## Exercise instructions
From the start of the listing up to and including the line with "[735,237,893,320]", rewrite the lines with "biryani rice" changed to "fried rice" and nothing else altered. Omit the pictures.

^^^^^^^^

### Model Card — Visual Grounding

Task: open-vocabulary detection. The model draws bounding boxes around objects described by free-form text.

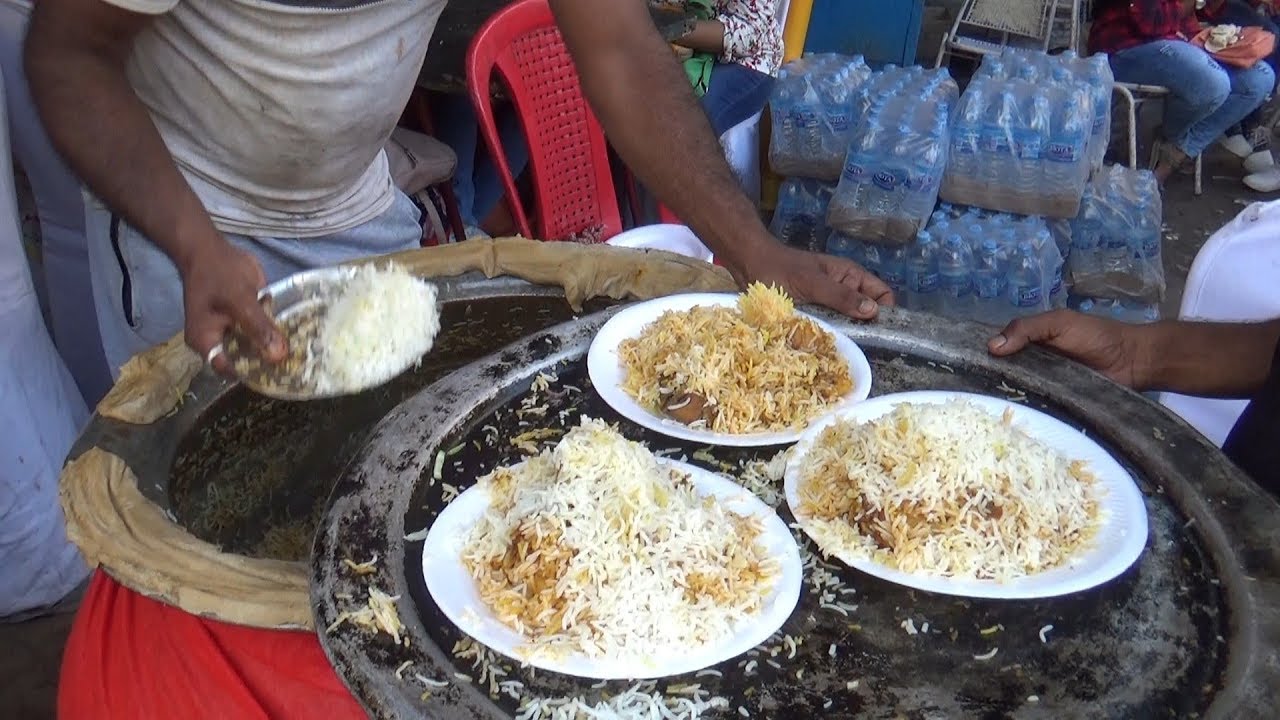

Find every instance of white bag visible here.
[1160,201,1280,447]
[0,70,88,618]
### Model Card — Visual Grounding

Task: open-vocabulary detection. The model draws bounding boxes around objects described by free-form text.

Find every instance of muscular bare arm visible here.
[989,310,1280,398]
[24,0,284,359]
[550,0,892,318]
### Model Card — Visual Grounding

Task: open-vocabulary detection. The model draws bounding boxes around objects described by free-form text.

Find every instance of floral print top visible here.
[650,0,783,76]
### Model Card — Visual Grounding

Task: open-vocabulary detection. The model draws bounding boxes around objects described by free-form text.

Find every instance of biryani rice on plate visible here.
[795,400,1101,582]
[618,283,854,434]
[462,419,781,657]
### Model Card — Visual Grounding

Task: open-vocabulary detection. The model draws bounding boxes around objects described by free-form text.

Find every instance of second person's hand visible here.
[987,310,1149,389]
[179,237,288,375]
[735,237,893,320]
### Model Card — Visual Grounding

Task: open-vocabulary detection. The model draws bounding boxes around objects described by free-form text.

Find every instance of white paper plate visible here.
[785,391,1147,600]
[586,292,872,447]
[422,459,804,680]
[605,223,713,263]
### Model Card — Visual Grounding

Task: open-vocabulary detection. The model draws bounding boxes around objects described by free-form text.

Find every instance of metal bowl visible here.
[221,266,366,400]
[311,302,1280,720]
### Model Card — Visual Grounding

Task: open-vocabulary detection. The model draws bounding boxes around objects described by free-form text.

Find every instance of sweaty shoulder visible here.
[99,0,182,15]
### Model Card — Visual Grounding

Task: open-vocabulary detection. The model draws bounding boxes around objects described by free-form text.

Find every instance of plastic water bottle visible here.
[1015,92,1052,193]
[902,124,946,219]
[838,119,881,214]
[948,83,987,179]
[796,79,822,164]
[973,238,1006,325]
[1098,228,1133,274]
[1007,240,1044,315]
[1069,202,1102,277]
[1041,228,1066,309]
[827,232,867,262]
[979,90,1016,199]
[869,127,914,218]
[1044,94,1092,196]
[938,233,974,318]
[769,68,796,155]
[879,246,911,301]
[906,231,942,313]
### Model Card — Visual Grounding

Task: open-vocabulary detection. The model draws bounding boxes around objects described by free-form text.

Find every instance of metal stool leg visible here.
[1115,85,1138,170]
[435,178,467,242]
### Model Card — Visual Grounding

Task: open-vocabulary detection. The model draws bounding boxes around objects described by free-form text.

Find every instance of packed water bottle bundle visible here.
[827,68,959,245]
[1068,165,1165,316]
[827,204,1068,325]
[993,47,1115,170]
[769,53,872,182]
[769,178,836,252]
[940,49,1106,218]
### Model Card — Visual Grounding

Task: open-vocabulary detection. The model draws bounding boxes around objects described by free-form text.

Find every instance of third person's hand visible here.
[987,310,1144,388]
[182,237,287,374]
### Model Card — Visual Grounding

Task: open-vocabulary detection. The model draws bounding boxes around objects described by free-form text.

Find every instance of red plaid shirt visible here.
[1089,0,1199,53]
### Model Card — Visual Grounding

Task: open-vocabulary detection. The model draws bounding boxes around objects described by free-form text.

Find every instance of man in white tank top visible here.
[26,0,891,369]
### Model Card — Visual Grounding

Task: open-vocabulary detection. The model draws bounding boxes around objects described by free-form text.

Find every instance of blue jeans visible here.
[84,190,422,375]
[703,63,773,137]
[431,92,529,225]
[1111,40,1275,158]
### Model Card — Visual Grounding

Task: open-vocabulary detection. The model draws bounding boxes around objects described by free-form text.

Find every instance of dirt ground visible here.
[0,139,1270,720]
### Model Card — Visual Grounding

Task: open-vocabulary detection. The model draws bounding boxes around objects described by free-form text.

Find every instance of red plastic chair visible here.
[467,0,622,241]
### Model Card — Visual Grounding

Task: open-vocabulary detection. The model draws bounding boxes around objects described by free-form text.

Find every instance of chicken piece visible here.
[787,318,822,352]
[663,392,707,425]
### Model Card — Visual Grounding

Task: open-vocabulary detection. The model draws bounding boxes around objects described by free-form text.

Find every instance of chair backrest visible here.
[957,0,1057,42]
[467,0,622,241]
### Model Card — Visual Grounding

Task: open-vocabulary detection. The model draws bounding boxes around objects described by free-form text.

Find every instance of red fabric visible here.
[1089,0,1199,53]
[58,571,366,720]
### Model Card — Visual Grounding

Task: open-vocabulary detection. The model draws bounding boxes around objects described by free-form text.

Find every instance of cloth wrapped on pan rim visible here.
[59,238,736,629]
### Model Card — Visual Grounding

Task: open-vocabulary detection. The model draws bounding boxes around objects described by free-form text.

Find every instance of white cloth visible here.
[1160,196,1280,447]
[104,0,445,237]
[0,0,111,406]
[0,68,88,618]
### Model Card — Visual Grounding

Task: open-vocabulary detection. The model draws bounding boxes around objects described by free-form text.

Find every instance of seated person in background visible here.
[431,92,529,240]
[1089,0,1275,183]
[988,310,1280,496]
[654,0,782,137]
[1198,0,1280,192]
[26,0,892,372]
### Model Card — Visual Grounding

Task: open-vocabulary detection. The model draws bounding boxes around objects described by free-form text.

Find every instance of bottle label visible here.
[974,275,1000,300]
[845,163,867,183]
[1044,142,1080,163]
[872,170,897,192]
[941,275,973,297]
[951,129,978,155]
[1016,135,1044,160]
[982,132,1009,152]
[1071,229,1098,250]
[910,273,938,292]
[1010,286,1042,307]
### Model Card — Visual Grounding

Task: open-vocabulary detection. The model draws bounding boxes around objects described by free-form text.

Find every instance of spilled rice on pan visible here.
[618,283,854,434]
[305,263,440,393]
[462,419,781,660]
[797,400,1102,582]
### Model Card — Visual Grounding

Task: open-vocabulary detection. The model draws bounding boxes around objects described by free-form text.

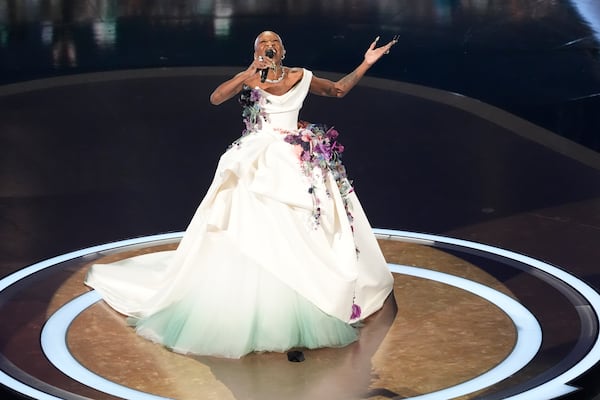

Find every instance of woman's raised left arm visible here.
[310,35,398,97]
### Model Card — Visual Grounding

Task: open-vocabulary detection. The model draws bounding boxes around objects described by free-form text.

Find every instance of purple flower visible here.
[327,128,339,140]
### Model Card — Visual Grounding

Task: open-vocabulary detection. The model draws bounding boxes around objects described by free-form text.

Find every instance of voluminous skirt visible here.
[86,126,392,358]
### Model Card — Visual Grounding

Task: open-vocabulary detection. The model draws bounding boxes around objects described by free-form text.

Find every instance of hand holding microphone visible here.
[259,48,275,83]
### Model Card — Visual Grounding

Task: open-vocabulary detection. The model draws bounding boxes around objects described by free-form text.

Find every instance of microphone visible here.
[260,48,275,83]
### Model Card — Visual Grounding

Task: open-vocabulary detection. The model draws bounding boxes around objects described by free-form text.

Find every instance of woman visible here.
[86,31,396,358]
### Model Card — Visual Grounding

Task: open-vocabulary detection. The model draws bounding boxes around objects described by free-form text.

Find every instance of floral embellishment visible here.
[284,121,354,234]
[229,85,269,148]
[239,85,269,136]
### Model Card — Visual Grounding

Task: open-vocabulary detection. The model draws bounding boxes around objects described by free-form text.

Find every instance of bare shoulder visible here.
[287,67,304,76]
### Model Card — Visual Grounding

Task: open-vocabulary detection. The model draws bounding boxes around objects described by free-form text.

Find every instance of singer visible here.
[85,31,398,361]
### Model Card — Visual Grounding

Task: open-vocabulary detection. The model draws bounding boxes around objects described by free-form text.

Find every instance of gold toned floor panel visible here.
[54,240,516,400]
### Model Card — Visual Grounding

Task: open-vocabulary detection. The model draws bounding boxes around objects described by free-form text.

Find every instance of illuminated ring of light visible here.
[373,229,600,400]
[41,264,542,400]
[0,229,600,400]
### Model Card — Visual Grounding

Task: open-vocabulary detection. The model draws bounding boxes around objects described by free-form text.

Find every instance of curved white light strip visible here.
[0,229,600,400]
[373,229,600,400]
[42,264,542,400]
[390,264,542,400]
[41,290,171,400]
[0,232,182,400]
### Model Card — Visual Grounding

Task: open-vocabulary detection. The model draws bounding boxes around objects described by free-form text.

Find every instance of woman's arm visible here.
[310,36,398,97]
[210,58,271,105]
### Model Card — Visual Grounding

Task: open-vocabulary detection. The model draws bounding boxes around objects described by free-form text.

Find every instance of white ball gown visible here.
[85,69,393,358]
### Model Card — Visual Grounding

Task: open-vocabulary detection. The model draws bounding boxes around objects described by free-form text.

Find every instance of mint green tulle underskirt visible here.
[128,256,359,358]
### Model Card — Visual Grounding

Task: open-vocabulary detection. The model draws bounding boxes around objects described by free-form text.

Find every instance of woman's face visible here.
[254,31,285,62]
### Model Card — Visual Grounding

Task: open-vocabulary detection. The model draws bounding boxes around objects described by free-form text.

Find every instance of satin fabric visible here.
[85,69,393,358]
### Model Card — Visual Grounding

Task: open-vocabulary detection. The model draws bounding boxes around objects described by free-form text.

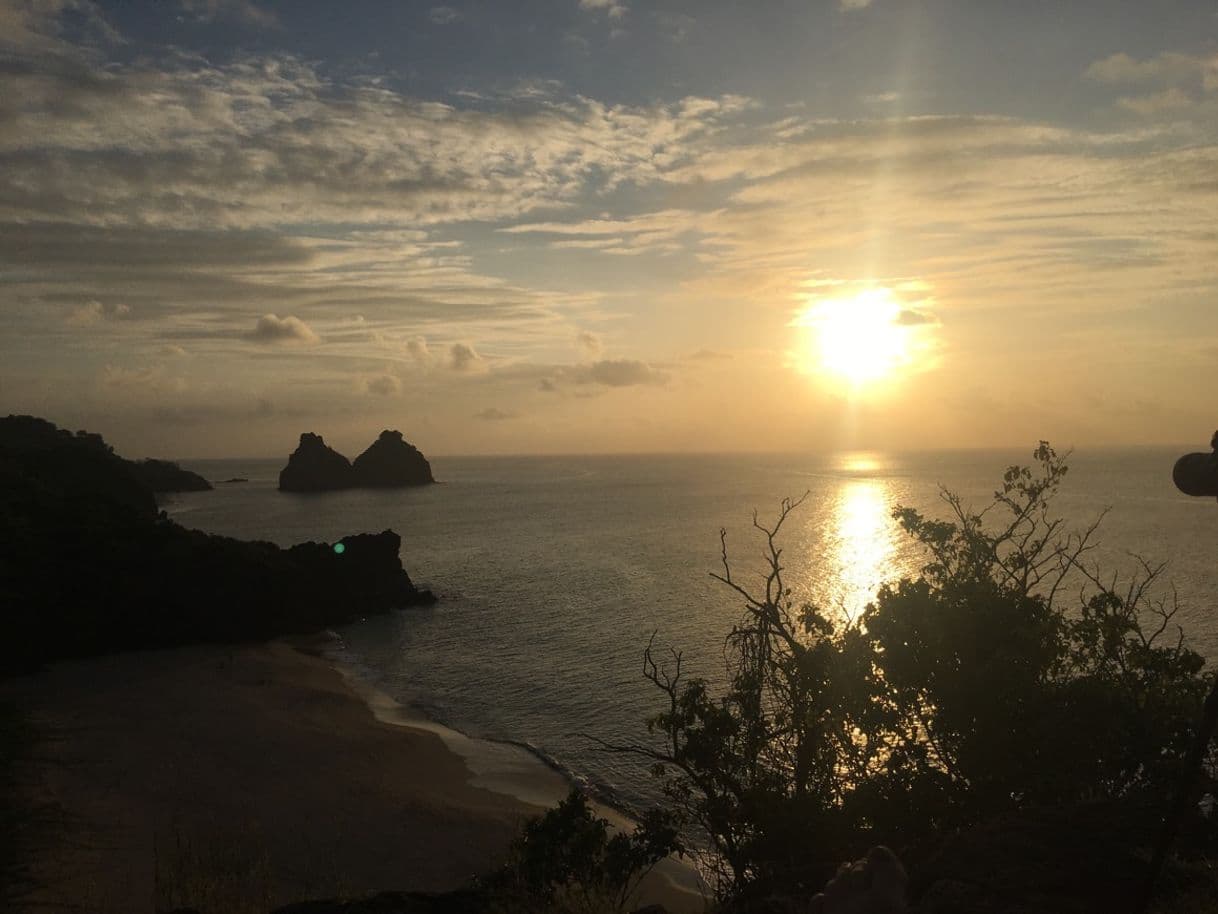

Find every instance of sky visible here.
[0,0,1218,457]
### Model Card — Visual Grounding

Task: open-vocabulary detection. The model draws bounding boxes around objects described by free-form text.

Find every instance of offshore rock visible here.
[279,431,354,492]
[351,429,436,489]
[0,416,435,679]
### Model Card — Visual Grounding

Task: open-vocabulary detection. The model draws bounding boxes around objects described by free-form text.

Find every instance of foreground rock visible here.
[279,431,354,492]
[279,429,436,492]
[0,416,435,675]
[351,429,436,489]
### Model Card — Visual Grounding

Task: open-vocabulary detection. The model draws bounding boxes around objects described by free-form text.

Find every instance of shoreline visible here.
[314,631,710,914]
[0,639,703,914]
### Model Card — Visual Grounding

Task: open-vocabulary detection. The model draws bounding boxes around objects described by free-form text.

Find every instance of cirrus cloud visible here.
[246,314,322,346]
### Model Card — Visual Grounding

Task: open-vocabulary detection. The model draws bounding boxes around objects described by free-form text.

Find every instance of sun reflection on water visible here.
[820,479,900,619]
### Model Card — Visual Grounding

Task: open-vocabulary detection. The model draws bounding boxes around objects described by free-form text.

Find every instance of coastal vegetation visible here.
[0,416,434,675]
[0,417,1218,914]
[608,442,1218,912]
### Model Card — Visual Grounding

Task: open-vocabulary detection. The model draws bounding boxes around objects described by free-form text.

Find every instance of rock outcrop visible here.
[279,429,436,492]
[0,416,435,678]
[279,431,354,492]
[127,459,212,492]
[351,429,436,489]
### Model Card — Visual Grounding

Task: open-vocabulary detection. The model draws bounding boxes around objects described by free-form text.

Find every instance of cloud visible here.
[574,358,669,388]
[246,314,322,346]
[575,330,604,356]
[1084,51,1218,88]
[67,299,132,327]
[361,374,402,397]
[428,6,464,26]
[406,336,431,364]
[0,47,738,230]
[180,0,279,28]
[580,0,630,19]
[474,406,518,422]
[448,342,486,374]
[101,364,188,394]
[1117,87,1194,117]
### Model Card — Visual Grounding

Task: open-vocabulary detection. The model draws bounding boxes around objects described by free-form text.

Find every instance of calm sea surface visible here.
[167,450,1218,803]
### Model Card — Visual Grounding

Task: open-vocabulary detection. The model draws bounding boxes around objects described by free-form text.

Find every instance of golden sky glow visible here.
[0,0,1218,457]
[794,288,915,395]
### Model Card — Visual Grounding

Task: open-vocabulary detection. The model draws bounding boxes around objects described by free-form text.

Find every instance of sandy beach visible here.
[0,642,706,914]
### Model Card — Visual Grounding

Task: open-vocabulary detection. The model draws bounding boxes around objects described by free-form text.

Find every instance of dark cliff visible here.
[279,431,354,492]
[279,429,436,492]
[0,416,435,675]
[351,429,436,489]
[125,459,212,492]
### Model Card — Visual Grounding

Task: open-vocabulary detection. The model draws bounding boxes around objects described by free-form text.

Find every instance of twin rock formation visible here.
[279,429,436,492]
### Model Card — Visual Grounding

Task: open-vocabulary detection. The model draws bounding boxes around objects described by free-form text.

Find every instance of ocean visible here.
[164,448,1218,807]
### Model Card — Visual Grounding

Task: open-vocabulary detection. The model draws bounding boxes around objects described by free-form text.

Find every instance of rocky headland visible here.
[124,459,212,494]
[0,416,435,675]
[279,429,436,492]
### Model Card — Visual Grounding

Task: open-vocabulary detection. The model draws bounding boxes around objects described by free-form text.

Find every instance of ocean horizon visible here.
[164,446,1218,807]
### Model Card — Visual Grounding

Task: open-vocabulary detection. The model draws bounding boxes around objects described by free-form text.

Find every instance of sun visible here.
[794,288,912,390]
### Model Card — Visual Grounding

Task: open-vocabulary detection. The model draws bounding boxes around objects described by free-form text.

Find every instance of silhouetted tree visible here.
[602,442,1213,911]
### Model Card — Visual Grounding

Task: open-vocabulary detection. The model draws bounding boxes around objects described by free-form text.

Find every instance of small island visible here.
[279,429,436,492]
[0,416,435,675]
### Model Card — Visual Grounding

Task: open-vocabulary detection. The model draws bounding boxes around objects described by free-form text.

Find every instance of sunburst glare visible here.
[793,286,924,392]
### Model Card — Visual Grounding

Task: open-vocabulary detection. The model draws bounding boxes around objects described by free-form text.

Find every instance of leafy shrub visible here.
[492,788,682,913]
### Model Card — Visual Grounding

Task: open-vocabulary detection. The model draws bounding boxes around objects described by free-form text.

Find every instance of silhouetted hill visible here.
[0,416,434,674]
[279,431,354,492]
[351,429,436,489]
[279,429,436,492]
[124,459,212,492]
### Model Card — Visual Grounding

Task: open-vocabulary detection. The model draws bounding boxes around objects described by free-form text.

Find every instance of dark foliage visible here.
[487,788,682,912]
[610,442,1218,909]
[0,417,434,675]
[127,459,212,492]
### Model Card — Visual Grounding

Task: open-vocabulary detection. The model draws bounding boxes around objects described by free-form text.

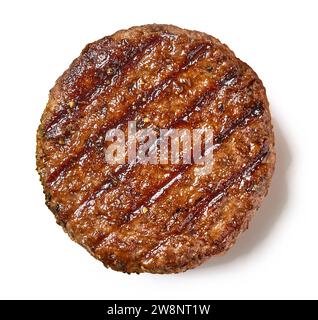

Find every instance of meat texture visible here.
[36,25,275,273]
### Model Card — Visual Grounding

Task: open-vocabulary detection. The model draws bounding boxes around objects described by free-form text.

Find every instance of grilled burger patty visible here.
[36,25,275,273]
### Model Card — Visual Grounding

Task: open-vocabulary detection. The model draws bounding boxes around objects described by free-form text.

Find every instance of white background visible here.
[0,0,318,299]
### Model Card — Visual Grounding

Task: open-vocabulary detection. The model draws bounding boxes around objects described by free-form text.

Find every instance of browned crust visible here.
[37,25,275,273]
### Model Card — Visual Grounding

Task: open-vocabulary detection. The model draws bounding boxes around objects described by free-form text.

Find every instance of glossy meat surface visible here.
[37,25,275,273]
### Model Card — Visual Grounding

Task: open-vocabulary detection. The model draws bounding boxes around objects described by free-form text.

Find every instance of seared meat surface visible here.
[37,25,275,273]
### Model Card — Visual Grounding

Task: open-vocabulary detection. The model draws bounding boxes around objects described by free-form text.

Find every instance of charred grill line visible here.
[47,43,211,184]
[143,145,269,260]
[75,86,219,217]
[94,103,268,250]
[43,36,163,138]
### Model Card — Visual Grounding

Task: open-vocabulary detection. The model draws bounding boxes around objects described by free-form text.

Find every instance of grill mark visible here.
[47,43,212,184]
[74,65,238,221]
[215,102,264,145]
[74,89,214,217]
[92,102,268,251]
[120,103,264,221]
[43,36,163,138]
[142,144,269,260]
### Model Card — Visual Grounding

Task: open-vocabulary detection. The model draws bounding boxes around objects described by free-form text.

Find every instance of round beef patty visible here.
[36,25,275,273]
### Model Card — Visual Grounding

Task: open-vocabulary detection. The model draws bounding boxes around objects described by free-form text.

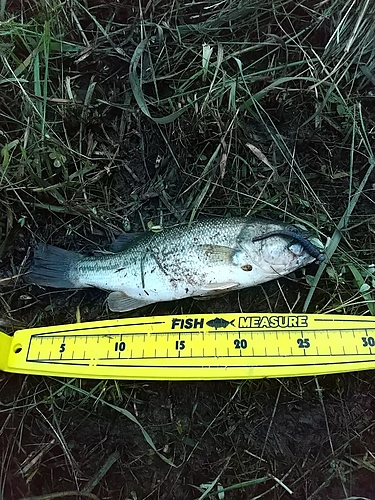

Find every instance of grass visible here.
[0,0,375,500]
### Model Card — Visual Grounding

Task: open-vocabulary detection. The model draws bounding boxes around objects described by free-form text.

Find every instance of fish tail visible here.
[24,243,82,288]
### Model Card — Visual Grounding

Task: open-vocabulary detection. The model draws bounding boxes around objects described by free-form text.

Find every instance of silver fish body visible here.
[26,218,324,311]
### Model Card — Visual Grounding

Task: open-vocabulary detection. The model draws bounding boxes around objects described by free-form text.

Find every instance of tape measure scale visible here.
[0,313,375,380]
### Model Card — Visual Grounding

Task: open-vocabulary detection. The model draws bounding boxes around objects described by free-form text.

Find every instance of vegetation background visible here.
[0,0,375,500]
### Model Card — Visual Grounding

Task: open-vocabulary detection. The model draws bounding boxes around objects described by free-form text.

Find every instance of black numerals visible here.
[362,337,375,347]
[175,340,186,351]
[233,339,247,349]
[297,339,310,349]
[115,341,126,352]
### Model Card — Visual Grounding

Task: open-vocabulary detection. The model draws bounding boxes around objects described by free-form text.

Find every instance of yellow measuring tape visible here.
[0,313,375,380]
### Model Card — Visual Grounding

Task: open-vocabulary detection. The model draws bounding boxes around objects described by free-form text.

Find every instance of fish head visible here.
[241,229,316,278]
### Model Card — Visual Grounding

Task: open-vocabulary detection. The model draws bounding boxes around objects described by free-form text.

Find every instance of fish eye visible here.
[288,243,304,257]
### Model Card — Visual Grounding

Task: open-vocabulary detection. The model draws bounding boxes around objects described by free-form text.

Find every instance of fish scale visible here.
[26,218,321,311]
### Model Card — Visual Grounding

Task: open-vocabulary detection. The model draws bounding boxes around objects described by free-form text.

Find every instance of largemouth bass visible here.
[25,218,323,312]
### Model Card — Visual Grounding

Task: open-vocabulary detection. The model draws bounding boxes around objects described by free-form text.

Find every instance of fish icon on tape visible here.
[206,318,234,330]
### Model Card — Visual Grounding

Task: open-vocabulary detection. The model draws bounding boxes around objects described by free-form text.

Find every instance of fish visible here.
[24,217,320,312]
[206,318,234,330]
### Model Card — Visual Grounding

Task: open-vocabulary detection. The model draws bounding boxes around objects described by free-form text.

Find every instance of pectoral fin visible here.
[202,281,239,294]
[201,245,236,263]
[107,292,153,312]
[193,282,239,300]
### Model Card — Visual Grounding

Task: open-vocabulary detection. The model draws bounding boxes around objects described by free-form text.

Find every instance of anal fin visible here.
[107,292,154,312]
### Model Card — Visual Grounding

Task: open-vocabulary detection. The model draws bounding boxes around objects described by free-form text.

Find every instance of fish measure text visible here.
[238,315,308,328]
[171,318,204,330]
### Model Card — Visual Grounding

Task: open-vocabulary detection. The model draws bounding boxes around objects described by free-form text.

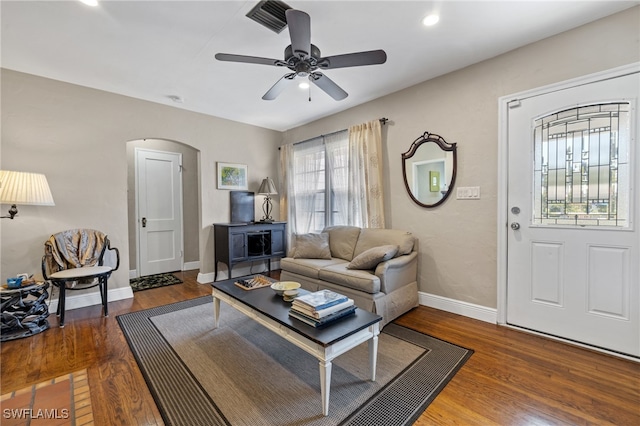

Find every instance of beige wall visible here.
[285,7,640,308]
[0,70,282,289]
[0,7,640,307]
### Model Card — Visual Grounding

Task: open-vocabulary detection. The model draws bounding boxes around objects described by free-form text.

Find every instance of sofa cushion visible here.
[318,262,380,294]
[347,245,398,269]
[293,233,331,259]
[322,226,360,260]
[353,228,414,257]
[280,257,347,279]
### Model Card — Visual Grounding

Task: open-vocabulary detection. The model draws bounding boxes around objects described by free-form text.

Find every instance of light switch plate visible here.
[456,186,480,200]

^^^^^^^^

## Exercise output
### Model Card — Visual Grounding

Task: open-vocabulary detection. The model draws bounding boxes around objects described by free-form text.


Find every instance of white bag visible here.
[1160,201,1280,447]
[0,70,88,618]
### Model Card — Visual Grounding

Task: open-vocabulary detection. The model draws bounding boxes around objects described by free-form text.

Find every instance of muscular bare arm visible here.
[989,310,1280,398]
[24,0,284,359]
[550,0,892,318]
### Model Card — Visual Grounding

Task: open-vocabulary detection. The model draws bounding boxes around objects described by free-form text.

Find every instance of floral print top visible here.
[650,0,783,76]
### Model Card — Visual Grounding

Task: open-vocabulary detection. The model draws bounding boxes around objects described by free-form text.

Find every instance of fried rice on plate visible here.
[795,400,1101,582]
[618,283,854,434]
[462,419,781,657]
### Model Card — Visual Grounding

Task: open-vocabulary detection. The model draws bounding boxes around objects described by free-form text.

Find every instance of second person's hand visible here.
[987,310,1149,389]
[179,237,288,375]
[735,237,893,320]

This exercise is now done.